• [Exercise instructions]:
Copy out the lines of the listing below word for word, starting at its first line and ending at the line that contains "[7,373,896,686]", with both of those lines included.

• [Dataset extract]:
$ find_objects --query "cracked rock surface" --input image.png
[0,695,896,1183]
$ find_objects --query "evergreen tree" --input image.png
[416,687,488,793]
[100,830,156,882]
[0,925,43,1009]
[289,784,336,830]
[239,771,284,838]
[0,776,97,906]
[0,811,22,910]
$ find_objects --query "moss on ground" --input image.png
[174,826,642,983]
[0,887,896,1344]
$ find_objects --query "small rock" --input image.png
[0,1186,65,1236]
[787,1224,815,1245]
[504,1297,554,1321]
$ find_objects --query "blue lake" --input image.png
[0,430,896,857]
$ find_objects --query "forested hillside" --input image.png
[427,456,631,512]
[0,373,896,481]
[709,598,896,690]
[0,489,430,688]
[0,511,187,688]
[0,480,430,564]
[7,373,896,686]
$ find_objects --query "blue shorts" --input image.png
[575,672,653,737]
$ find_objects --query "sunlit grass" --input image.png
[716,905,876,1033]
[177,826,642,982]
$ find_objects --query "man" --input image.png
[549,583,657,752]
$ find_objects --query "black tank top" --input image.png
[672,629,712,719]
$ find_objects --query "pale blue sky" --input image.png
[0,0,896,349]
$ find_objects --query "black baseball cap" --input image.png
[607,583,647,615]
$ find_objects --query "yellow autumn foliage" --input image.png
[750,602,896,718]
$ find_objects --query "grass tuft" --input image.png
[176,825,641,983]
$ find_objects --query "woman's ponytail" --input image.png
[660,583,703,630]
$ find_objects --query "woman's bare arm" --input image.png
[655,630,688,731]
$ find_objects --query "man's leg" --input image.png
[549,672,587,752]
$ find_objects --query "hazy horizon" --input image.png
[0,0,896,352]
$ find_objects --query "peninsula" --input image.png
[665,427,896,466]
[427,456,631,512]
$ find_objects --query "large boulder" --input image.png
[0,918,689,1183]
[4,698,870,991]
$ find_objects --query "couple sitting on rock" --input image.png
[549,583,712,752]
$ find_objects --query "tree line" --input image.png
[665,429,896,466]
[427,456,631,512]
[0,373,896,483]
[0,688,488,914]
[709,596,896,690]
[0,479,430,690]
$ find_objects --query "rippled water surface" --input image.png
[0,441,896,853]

• [Solution to the problem]:
$ find_objects --query "cracked rock surface" --input image.png
[0,695,896,1183]
$ find_objects --query "evergreen tree" --input image.png
[416,687,488,793]
[100,830,156,882]
[0,925,43,1009]
[289,784,336,830]
[239,771,284,838]
[0,776,97,906]
[0,811,22,910]
$ find_objects --query "moss on ground" --input image.png
[174,826,642,983]
[0,887,896,1344]
$ find_objects --query "small rock" --input image.png
[0,1186,65,1236]
[787,1224,815,1245]
[504,1297,554,1321]
$ find_objects --query "blue lake" --input image.png
[0,430,896,857]
$ find_objects --query "forested hillside" --input image.png
[427,456,631,512]
[0,373,896,481]
[709,598,896,690]
[0,489,430,688]
[0,511,187,688]
[0,480,430,564]
[7,373,896,686]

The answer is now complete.